Supplied passage -
>> BEGIN
I threw myself into work to avoid these kinds of feelings. I worked all day and took on clients at night. The rest of the time I surfed the net and ate. One evening, I had a quiet moment of reflection when I saw the big picture of my life.
I prayed to God. I prayed hard and asked for a teacher or guide to get me out of this bleak state, because if this was what life would be like going forward, I wasn’t interested in continuing.
During this time, Nicole Daedone’s TED talk came across my inbox. I remember seeing it and thinking, “Whoa. She’s crazy, brilliant, and it sounds amazing, but what man would do that? With me? Maybe one day I’ll take a class with her.” A few days later, a man I knew from a Meetup sent me an invitation to hear Nicole speak in NYC for free.
Everything in me said “YES!” even though I felt my brain come up with reasons not to. But I went. Before the evening was over, I signed up for OMX. I was not ready to do the practice, but in my mind, what Nicole was speaking about was an indirect path to personal freedom and world peace.
The practice itself was so weird to me that I could not imagine doing it with anyone other than a committed boyfriend, or the man who was going to put a ring on it. There was no way I was going to “cheapen” myself by sharing my most private parts with just any person with an index finger.
I started going to TurnON’s and all I did for the first 4 months was cry. I didn’t know why, but the sensation would get high and then my eyes would start to leak. There was total acceptance in the community and eventually I was comfortable enough to take the OM class.
One strong memory I have of that day was going out at the lunch break with a group of men, and hearing them speak about their challenges and fears. I realized that they had just as much fear, if not more, than I had. They were just as scared of rejection, being taken advantage of, not doing it right, and so many of the same things that were swirling around in my own head. Sitting there I felt a burst of warmth spread over my chest that could be described as compassion, connection, understanding, and kinship.
My first OM that day was with a stranger who was not the person I thought I wanted to OM with. All I could feel in the OM was his desire to do it right and make me happy -- it was the first time I ever felt the masculine desire to serve, and I also realized how much I knew exactly what I needed. It was like my center of gravity was restored from my mind (where it had been trapped for years) and back to my clit.
I left that OM feeling reconnected to my inner knowing, and I had a flash of that feeling I had when I left my 8-year relationship so many years ago. I realized that my decision was right, but my conditioning had made my decision hell. Having the perspective of the years gone and connecting back to this center restored my faith in myself.
That was two and a half years ago, and now I am a practitioner, and a coach of OM. The process is one that ebbs and flows, but one that is so valuable and that I wish every man and woman had exposure to it. OM slowly peels off the layers of conditioning that have accumulated around my orgasm, and it reconnects me back to my essence over and over again.
>> END
Listed entries -
>> BEGIN
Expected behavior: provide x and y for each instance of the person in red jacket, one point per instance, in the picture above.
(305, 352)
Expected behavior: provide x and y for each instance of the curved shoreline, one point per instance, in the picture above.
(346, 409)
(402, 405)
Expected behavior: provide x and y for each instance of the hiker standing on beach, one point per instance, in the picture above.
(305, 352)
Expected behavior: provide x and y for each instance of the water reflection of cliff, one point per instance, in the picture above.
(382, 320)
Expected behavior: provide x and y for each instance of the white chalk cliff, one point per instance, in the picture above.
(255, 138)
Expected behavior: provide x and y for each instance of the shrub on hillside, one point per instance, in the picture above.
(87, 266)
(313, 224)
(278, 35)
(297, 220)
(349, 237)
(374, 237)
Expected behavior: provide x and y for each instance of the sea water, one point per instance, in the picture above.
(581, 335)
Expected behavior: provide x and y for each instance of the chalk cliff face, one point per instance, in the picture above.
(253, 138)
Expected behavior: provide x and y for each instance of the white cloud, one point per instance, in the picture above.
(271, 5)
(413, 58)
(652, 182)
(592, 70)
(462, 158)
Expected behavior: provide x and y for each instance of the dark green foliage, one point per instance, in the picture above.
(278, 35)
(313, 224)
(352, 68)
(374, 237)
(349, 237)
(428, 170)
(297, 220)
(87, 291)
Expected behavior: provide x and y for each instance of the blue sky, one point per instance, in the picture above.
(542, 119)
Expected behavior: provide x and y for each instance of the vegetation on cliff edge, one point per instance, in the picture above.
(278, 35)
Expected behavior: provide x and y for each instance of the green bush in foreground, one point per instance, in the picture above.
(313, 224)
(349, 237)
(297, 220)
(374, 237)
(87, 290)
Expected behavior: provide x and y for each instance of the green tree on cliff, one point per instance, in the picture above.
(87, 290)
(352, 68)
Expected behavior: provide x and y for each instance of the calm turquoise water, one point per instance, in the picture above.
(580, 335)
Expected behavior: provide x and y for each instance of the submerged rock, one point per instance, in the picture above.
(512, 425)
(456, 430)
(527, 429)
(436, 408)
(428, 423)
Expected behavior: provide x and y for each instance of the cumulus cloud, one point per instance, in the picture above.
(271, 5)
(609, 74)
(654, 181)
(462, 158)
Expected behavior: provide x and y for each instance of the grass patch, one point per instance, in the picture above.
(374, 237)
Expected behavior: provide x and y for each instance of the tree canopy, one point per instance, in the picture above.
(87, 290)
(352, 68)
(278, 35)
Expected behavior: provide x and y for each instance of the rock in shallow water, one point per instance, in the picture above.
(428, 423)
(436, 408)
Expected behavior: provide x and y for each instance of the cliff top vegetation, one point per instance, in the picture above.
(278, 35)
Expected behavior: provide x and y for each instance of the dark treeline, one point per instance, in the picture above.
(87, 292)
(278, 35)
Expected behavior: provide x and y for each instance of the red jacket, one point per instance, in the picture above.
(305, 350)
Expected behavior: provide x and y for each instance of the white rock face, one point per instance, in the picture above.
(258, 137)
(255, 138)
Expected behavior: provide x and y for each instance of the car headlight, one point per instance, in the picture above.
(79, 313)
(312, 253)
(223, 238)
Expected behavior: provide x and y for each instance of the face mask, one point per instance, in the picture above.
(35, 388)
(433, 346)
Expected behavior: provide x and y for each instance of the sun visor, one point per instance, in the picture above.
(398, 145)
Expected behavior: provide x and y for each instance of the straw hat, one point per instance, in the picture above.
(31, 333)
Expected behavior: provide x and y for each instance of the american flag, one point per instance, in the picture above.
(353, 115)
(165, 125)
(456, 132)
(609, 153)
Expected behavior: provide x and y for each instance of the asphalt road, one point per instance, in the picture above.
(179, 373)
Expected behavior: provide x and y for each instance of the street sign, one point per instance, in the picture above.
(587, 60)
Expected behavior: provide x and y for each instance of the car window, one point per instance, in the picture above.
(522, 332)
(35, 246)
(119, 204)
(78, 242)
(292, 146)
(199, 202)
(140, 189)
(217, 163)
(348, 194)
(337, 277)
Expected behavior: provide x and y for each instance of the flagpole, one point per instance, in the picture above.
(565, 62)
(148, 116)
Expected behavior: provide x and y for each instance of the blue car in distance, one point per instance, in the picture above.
>> END
Work instructions -
- A) In the personal account, what did the writer do for the first 4 months of going to TurnON's?
- B) For each statement below, say whether it agrees with the personal account. Answer yes or no, and quote the deciding words from the account. (i) The invitation to hear Nicole speak in NYC came from a man the writer knew from a Meetup. (ii) The writer's first OM that day was with the person the writer had wanted to OM with. (iii) The writer is now a coach of OM.

Exercise solutions -
- A) The writer cried.

- B)
(i) Yes: "a man I knew from a Meetup sent me an invitation to hear Nicole speak in NYC for free."
(ii) No: "My first OM that day was with a stranger who was not the person I thought I wanted to OM with."
(iii) Yes: "now I am a practitioner, and a coach of OM."